##### Page extract

# Elementary school clay ashtray builds



## Diynot (Mar 28, 2022)

Trying to slow my building down since I have pedals strewn across my guitar room floor and it’s getting hard to reach my amps and guitars, that said, here are some of the beginning of the end builds. First is a Spirit Box, my one and only belton brick project. Well worth the price of admission.





Tighty whitey. Nuff said. Next is what I am affectionately calling the Snuff film box, or maybe just the full on snuff. Dunno. Anyways, it’s an Aloysius and a Snuffy fuzz in the same box with an order switcher. 





Some seriously gnarly fuzz in here. Is the Sum better than the parts? The jury is still out. There is some serious doom with both running, but there is also a tendency towards squeal and am radio depending on gain settings and which circuit is first. Am I glad I built them, sure. Am I at the point in building where fuzzes are all starting to sound the same, maybe. To be fair though, I built these for bass and have yet to play them as such. There’s always tm.


----------



## fig (Mar 28, 2022)

Well done sir, and yes...tip-toeing through the _pedal fields_ is not as euphoric as it may sound.


----------



## Diynot (Mar 28, 2022)

fig said:


> Well done sir, and yes...tip-toeing through the _pedal fields_ is not as euphoric as it may sound.


Yeah, it’s not QUITE as bad as Legos, but when there is a real threat of tripping and putting your head through your grill cloth it’s time to reconsider that next build (or maybe I should invest in some shelving so I COULD build more!🧐)


----------



## Mentaltossflycoon (Mar 28, 2022)

It's funny I've had a vexter masto and a Woolly clone around for years and I've never hooked them up together...  and I experiment a lot with dirt combos.


----------



## Diynot (Mar 28, 2022)

Mentaltossflycoon said:


> It's funny I've had a vexter masto and a Woolly clone around for years and I've never hooked them up together...  and I experiment a lot with dirt combos.


Maybe I was inspired by @Pauleo1214 and said “fuck it, what’s the worst that could happen?”


----------



## Pauleo1214 (Mar 28, 2022)

Diynot said:


> Maybe I was inspired by @Pauleo1214 and said “fuck it, what’s the worst that could happen?”


You get curious and you turn your basement into a holy mess. The pedals on the wall shelves are the only ones i have stacked neatly.


----------



## Diynot (Mar 29, 2022)

Mentaltossflycoon said:


> It's funny I've had a vexter masto and a Woolly clone around for years and I've never hooked them up together...  and I experiment a lot with dirt combos.

##########
##### Information supplied

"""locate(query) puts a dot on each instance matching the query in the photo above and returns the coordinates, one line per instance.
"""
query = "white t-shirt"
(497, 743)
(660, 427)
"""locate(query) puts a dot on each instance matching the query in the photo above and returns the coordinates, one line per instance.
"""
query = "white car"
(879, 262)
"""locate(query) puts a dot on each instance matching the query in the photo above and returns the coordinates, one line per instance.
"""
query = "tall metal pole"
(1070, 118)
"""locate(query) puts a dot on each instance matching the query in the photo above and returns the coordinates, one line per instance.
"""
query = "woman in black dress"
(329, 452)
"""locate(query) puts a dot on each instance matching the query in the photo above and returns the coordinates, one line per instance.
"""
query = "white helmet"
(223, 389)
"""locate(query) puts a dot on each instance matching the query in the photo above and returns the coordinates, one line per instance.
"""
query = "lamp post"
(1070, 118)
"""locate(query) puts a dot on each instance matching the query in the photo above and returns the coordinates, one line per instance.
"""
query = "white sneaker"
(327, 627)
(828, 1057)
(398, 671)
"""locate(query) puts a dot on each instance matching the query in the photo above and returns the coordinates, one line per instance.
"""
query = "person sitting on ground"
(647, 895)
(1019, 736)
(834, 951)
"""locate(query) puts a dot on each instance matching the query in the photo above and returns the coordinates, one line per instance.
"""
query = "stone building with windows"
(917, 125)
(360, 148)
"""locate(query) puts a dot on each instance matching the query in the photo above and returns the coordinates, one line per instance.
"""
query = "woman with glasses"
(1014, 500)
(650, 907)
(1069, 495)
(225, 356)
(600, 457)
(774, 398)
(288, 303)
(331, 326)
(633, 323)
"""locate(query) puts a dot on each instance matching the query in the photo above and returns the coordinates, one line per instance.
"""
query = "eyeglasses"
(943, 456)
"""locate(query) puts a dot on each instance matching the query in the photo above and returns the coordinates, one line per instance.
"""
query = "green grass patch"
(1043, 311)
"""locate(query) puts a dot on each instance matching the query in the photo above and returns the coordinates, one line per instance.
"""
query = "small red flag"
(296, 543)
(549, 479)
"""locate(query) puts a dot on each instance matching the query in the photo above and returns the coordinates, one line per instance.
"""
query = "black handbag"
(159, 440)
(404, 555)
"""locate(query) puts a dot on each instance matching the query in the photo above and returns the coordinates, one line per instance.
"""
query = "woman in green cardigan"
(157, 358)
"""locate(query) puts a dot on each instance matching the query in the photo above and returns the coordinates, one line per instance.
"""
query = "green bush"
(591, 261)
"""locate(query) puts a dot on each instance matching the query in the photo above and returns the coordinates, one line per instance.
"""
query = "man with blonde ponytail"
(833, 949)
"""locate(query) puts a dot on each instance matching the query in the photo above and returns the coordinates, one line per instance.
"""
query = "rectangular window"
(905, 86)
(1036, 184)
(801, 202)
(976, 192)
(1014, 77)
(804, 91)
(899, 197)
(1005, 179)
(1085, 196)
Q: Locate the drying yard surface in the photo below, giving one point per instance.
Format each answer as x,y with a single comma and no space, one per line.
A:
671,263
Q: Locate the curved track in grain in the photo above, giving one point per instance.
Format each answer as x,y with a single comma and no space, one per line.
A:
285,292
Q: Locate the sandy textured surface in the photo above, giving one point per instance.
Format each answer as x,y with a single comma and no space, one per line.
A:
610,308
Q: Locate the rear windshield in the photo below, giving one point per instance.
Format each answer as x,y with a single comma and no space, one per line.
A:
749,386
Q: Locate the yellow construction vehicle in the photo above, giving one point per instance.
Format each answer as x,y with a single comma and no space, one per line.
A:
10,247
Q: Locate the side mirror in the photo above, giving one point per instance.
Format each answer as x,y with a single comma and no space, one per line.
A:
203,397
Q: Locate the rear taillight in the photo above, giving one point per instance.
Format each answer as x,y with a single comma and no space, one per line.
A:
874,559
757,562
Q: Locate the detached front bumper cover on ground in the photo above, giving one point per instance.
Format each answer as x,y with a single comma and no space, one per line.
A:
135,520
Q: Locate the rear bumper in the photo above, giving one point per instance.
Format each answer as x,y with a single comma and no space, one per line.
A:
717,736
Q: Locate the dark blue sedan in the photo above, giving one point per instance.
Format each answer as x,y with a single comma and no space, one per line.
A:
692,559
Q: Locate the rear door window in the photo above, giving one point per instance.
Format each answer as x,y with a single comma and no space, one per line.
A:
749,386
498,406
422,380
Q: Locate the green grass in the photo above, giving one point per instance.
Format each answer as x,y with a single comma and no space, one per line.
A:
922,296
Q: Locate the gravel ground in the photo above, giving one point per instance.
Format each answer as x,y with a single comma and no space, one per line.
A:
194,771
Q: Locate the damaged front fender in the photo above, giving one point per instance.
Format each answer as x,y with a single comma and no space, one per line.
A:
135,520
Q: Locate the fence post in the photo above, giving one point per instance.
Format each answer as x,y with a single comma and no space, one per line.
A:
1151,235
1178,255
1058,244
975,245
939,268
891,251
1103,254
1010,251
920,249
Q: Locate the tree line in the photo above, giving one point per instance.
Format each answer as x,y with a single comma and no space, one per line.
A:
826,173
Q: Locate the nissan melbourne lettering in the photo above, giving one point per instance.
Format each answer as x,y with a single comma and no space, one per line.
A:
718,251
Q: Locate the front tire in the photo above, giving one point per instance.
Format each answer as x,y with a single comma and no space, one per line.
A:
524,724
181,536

##########

▸ Written request A:
In the pedal-build thread, which two fuzz circuits share one box with an order switcher?
▸ Written request B:
Write a continuation of the pedal-build thread, starting right after its final line.
The rows come from a different source than the thread.

▸ Expected answer A:
An Aloysius and a Snuffy fuzz.

▸ Expected answer B:
I did have a chance to put the bass through these and am honestly not impressed by either (singly or together). The woolly doesn’t seem to like the active pickups in my Ray34 and even with the pickup loading, the mastotron gets a little farty. Def preferring this one on guitar. With both engaged you can get really Velcro, 8bit tones, as well as, feedback/sustain for days.


----------



## Mentaltossflycoon (Mar 29, 2022)

I only actually like the wooly and only like it with my p bass. I have a fretless 5 string with passive humbuckers and an active electric upright that both sound like absolute diarrhea with the wooly.  I liked the masto just fine on rhodes though.


----------



## fig (Mar 29, 2022)

[ New guitar to older one hanging on rack beside it ]; 
_"May I ask what our brother on the floor did?"_


----------



## Mentaltossflycoon (Mar 29, 2022)

fig said:


> [ New guitar to older one hanging on rack beside it ];
> _"May I ask what our brother on the floor did?"_
> 
> View attachment 24631


It's like the death penalty, it's not keeping anyone in line until the consequences are widely visible. That's basically a vlad Dracula impaling/Ned Stark's head on a spike right there.


----------



## Feral Feline (Mar 30, 2022)

Okay, but now I want to see that electric upright, @Mentaltossflycoon.


----------



## Mentaltossflycoon (Mar 30, 2022)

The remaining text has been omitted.